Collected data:
★ ★ ★ ★

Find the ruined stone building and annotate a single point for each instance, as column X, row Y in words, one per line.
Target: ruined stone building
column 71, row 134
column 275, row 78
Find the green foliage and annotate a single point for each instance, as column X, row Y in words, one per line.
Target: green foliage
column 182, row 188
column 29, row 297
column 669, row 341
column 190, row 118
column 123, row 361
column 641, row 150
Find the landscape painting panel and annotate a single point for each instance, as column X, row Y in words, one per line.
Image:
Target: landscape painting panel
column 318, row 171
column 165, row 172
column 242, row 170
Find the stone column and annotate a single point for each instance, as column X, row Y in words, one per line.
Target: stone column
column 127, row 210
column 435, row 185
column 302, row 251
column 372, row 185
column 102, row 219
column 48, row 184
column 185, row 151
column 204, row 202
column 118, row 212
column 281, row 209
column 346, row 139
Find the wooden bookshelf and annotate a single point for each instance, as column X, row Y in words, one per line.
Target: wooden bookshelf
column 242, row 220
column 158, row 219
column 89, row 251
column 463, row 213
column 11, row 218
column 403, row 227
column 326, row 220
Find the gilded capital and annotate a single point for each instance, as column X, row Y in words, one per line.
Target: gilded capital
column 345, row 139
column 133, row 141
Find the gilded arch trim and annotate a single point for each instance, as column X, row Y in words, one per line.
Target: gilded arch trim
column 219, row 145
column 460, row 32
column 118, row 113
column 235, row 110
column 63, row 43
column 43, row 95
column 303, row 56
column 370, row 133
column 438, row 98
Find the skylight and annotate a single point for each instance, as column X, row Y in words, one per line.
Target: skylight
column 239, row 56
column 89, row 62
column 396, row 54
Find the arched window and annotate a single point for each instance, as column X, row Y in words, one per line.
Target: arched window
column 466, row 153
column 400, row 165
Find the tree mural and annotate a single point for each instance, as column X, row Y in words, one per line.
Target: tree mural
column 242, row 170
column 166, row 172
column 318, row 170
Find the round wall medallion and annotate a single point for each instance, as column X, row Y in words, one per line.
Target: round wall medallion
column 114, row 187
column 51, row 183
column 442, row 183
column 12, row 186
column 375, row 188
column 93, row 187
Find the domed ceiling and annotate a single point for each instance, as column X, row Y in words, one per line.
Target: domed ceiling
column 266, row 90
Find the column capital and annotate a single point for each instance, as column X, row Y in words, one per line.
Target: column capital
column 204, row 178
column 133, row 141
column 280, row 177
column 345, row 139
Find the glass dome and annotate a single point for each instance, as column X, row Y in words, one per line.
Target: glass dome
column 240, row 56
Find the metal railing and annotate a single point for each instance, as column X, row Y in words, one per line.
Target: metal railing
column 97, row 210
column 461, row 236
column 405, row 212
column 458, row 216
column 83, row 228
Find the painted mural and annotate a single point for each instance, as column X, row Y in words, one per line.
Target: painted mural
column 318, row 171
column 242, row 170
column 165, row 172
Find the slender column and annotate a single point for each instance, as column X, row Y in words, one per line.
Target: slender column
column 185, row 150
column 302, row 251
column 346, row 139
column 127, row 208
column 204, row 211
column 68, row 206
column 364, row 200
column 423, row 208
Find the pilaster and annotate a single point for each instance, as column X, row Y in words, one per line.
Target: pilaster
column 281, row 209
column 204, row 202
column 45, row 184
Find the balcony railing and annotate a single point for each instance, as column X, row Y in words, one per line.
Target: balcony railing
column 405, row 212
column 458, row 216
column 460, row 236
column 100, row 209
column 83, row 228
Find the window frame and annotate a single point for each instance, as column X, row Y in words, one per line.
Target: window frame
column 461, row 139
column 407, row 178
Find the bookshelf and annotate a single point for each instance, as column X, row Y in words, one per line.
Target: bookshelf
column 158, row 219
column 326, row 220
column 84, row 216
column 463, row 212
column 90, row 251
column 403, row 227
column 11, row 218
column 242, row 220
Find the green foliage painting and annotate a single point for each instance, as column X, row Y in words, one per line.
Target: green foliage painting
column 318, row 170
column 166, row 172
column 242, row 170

★ ★ ★ ★

-- YOUR OBJECTIVE --
Put every line of the data above into a Markdown table with the columns "Row" and "Line", numbering the rows and skipping blank lines.

-- SOLUTION FOR THIS PROBLEM --
| Row | Line |
|---|---|
| 1 | Find the ruined stone building and annotate a single point for each instance, as column X, row Y in words, one per line. |
| 2 | Target: ruined stone building |
| 3 | column 71, row 134 |
| 4 | column 275, row 78 |
| 5 | Find the green foliage and annotate a single point for each instance, as column X, row Y in words, one per line. |
| 6 | Target: green foliage |
| 7 | column 182, row 188 |
| 8 | column 29, row 297 |
| 9 | column 669, row 341 |
| 10 | column 190, row 118 |
| 11 | column 123, row 361 |
| 12 | column 641, row 150 |
| 13 | Find the landscape painting panel and annotate a single point for each instance, as column X, row Y in words, one per line. |
| 14 | Image: |
| 15 | Target: landscape painting panel |
| 16 | column 318, row 171 |
| 17 | column 165, row 172 |
| 18 | column 242, row 170 |
| 19 | Find the stone column and annotate a single point for each instance, as column X, row Y in words, one per line. |
| 20 | Target: stone column |
| 21 | column 127, row 210 |
| 22 | column 435, row 185 |
| 23 | column 302, row 251 |
| 24 | column 372, row 185 |
| 25 | column 102, row 219 |
| 26 | column 48, row 184 |
| 27 | column 185, row 151 |
| 28 | column 204, row 202 |
| 29 | column 118, row 212 |
| 30 | column 281, row 209 |
| 31 | column 346, row 139 |
| 32 | Find the wooden bookshelf and annotate a single point for each instance, as column X, row Y in words, one per line. |
| 33 | Target: wooden bookshelf |
| 34 | column 242, row 220 |
| 35 | column 158, row 219 |
| 36 | column 89, row 251 |
| 37 | column 463, row 213 |
| 38 | column 11, row 218 |
| 39 | column 403, row 227 |
| 40 | column 326, row 220 |
| 41 | Find the gilded capital and annotate a single point for each instance, as column X, row Y in words, one per line. |
| 42 | Target: gilded capital |
| 43 | column 345, row 139 |
| 44 | column 133, row 141 |
| 45 | Find the gilded arch trim and annotate a single point for each instance, as column X, row Y in words, one per line. |
| 46 | Target: gilded arch trim |
| 47 | column 219, row 145 |
| 48 | column 460, row 32 |
| 49 | column 118, row 113 |
| 50 | column 235, row 110 |
| 51 | column 63, row 43 |
| 52 | column 43, row 95 |
| 53 | column 303, row 56 |
| 54 | column 370, row 133 |
| 55 | column 438, row 98 |
| 56 | Find the skylight and annotate a single point for each instance, as column X, row Y in words, one per line. |
| 57 | Target: skylight |
| 58 | column 239, row 56 |
| 59 | column 89, row 62 |
| 60 | column 396, row 54 |
| 61 | Find the arched window and annotate a single point for each instance, as column X, row Y in words, one per line. |
| 62 | Target: arched window |
| 63 | column 466, row 153 |
| 64 | column 400, row 165 |
| 65 | Find the tree mural and annotate a single point for each instance, as column X, row Y in words, one per line. |
| 66 | Target: tree mural |
| 67 | column 242, row 170 |
| 68 | column 166, row 172 |
| 69 | column 318, row 170 |
| 70 | Find the round wall medallion and annotate a single point for each instance, as column X, row Y in words, one per line. |
| 71 | Target: round wall medallion |
| 72 | column 114, row 187 |
| 73 | column 51, row 183 |
| 74 | column 442, row 183 |
| 75 | column 12, row 186 |
| 76 | column 375, row 188 |
| 77 | column 93, row 187 |
| 78 | Find the domed ceiling and annotate a single point for each instance, as column X, row Y in words, one per line. |
| 79 | Target: domed ceiling |
| 80 | column 266, row 90 |
| 81 | Find the column capital and annotate a single point for each instance, as column X, row Y in words, one per line. |
| 82 | Target: column capital |
| 83 | column 204, row 178 |
| 84 | column 133, row 141 |
| 85 | column 280, row 177 |
| 86 | column 345, row 139 |
| 87 | Find the glass dome and annotate a single point for each instance, as column X, row Y in words, one per line. |
| 88 | Target: glass dome |
| 89 | column 240, row 56 |
| 90 | Find the metal railing and annotate a single point for each instance, as column X, row Y in words, one per line. |
| 91 | Target: metal railing |
| 92 | column 97, row 210 |
| 93 | column 461, row 236 |
| 94 | column 405, row 212 |
| 95 | column 458, row 216 |
| 96 | column 83, row 228 |
| 97 | Find the painted mural and annotate a single point for each instance, as column X, row Y in words, one per line. |
| 98 | Target: painted mural |
| 99 | column 318, row 171 |
| 100 | column 242, row 170 |
| 101 | column 165, row 172 |
| 102 | Find the slender column and annotate a single point for each instance, as column X, row Y in words, one per line. |
| 103 | Target: slender column |
| 104 | column 185, row 150 |
| 105 | column 302, row 251 |
| 106 | column 346, row 139 |
| 107 | column 127, row 208 |
| 108 | column 204, row 211 |
| 109 | column 68, row 206 |
| 110 | column 364, row 200 |
| 111 | column 423, row 208 |
| 112 | Find the pilaster and annotate a single point for each instance, as column X, row Y in words, one per line. |
| 113 | Target: pilaster |
| 114 | column 281, row 209 |
| 115 | column 204, row 202 |
| 116 | column 45, row 184 |
| 117 | Find the balcony railing and annotate a single point for each instance, as column X, row Y in words, one per line. |
| 118 | Target: balcony railing |
| 119 | column 405, row 212 |
| 120 | column 458, row 216 |
| 121 | column 460, row 236 |
| 122 | column 100, row 209 |
| 123 | column 83, row 228 |
| 124 | Find the window frame and annotate a single point for each instance, as column X, row Y in words, one per line. |
| 125 | Target: window frame |
| 126 | column 461, row 139 |
| 127 | column 407, row 178 |
| 128 | Find the bookshelf and annotate a single point for each instance, as column X, row Y in words, one per line. |
| 129 | Target: bookshelf |
| 130 | column 158, row 219 |
| 131 | column 326, row 220 |
| 132 | column 84, row 216 |
| 133 | column 463, row 212 |
| 134 | column 90, row 251 |
| 135 | column 403, row 227 |
| 136 | column 11, row 218 |
| 137 | column 242, row 220 |
| 138 | Find the green foliage painting and annotate a single point for each instance, as column X, row Y in words, one per line. |
| 139 | Target: green foliage painting |
| 140 | column 318, row 170 |
| 141 | column 166, row 172 |
| 142 | column 242, row 170 |